- _Assignment_
The answer consists solely of the data below, reproduced exactly.

--- Data in this exercise ---

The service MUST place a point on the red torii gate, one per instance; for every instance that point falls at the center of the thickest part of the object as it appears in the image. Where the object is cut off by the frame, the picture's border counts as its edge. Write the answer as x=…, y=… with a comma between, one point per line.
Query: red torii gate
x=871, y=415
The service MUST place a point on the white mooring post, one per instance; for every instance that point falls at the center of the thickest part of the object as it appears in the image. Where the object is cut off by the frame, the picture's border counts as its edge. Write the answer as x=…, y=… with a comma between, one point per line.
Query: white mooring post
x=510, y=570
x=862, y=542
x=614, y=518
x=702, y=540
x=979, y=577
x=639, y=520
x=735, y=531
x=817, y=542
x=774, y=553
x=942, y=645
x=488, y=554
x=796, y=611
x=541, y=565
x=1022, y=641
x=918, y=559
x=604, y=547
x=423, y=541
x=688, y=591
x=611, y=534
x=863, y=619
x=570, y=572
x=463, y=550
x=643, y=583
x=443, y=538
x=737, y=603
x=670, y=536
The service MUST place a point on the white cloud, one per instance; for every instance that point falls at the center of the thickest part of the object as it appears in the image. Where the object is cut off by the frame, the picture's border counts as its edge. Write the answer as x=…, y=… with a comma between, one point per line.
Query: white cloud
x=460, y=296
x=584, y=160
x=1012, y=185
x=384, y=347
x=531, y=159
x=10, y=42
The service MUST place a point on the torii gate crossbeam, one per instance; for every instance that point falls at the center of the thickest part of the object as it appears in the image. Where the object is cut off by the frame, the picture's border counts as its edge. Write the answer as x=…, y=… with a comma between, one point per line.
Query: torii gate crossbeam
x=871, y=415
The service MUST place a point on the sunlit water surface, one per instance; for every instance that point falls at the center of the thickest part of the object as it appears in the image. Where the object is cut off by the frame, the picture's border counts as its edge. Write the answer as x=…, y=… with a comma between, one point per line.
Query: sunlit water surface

---

- _Problem solution_
The service MUST place a point on the red torii gate, one per instance; for every instance that point falls at the center of the thickest part of the object as it appears in the image. Where the object is cut off by the frame, the picture's border counts as its edge. Write the answer as x=…, y=… with a comma between, one point per line.
Query: red torii gate
x=871, y=415
The service MUST place a point on the white mooring post, one per instance; for every instance that point falls at the center of the thickest part of the object as it appears in the image. Where the object is cut off by the frame, the picture's border counts as its edge. Write the answer as x=…, y=… with a comma between, one point per line.
Query: white mooring post
x=510, y=570
x=862, y=542
x=614, y=518
x=702, y=540
x=979, y=577
x=639, y=520
x=735, y=531
x=817, y=542
x=774, y=553
x=942, y=645
x=488, y=554
x=796, y=611
x=541, y=565
x=1022, y=641
x=918, y=559
x=604, y=547
x=423, y=541
x=688, y=591
x=611, y=534
x=863, y=619
x=570, y=572
x=463, y=550
x=643, y=583
x=443, y=538
x=737, y=603
x=670, y=536
The service MUST place a point on the white cloud, one per instance; for every instance that point falls at the center of the thickest part of the object as it appears in the image. Where the object is cut off by the frame, the picture's border counts as its edge. Write the answer as x=…, y=… with a comma between, one point per line.
Query: white cloud
x=460, y=296
x=584, y=160
x=1012, y=185
x=384, y=347
x=531, y=159
x=10, y=42
The service MUST place a point on the torii gate crossbeam, one per instance; for every instance that point falls at the center of the thickest part of the object as it appears in the image. Where the object is cut off by the frame, the picture's border counts as its edge. Write the answer as x=…, y=… with a comma between, one point per line.
Query: torii gate crossbeam
x=871, y=415
The service MUST place a point on the sunlit water surface, one per instance; for every instance that point falls at the center of the thickest part of the object as it appears in the image. Where the object is cut off by the frame, the picture's border counts as its edge. Write the answer as x=…, y=… with a comma between, one point per line.
Query: sunlit water surface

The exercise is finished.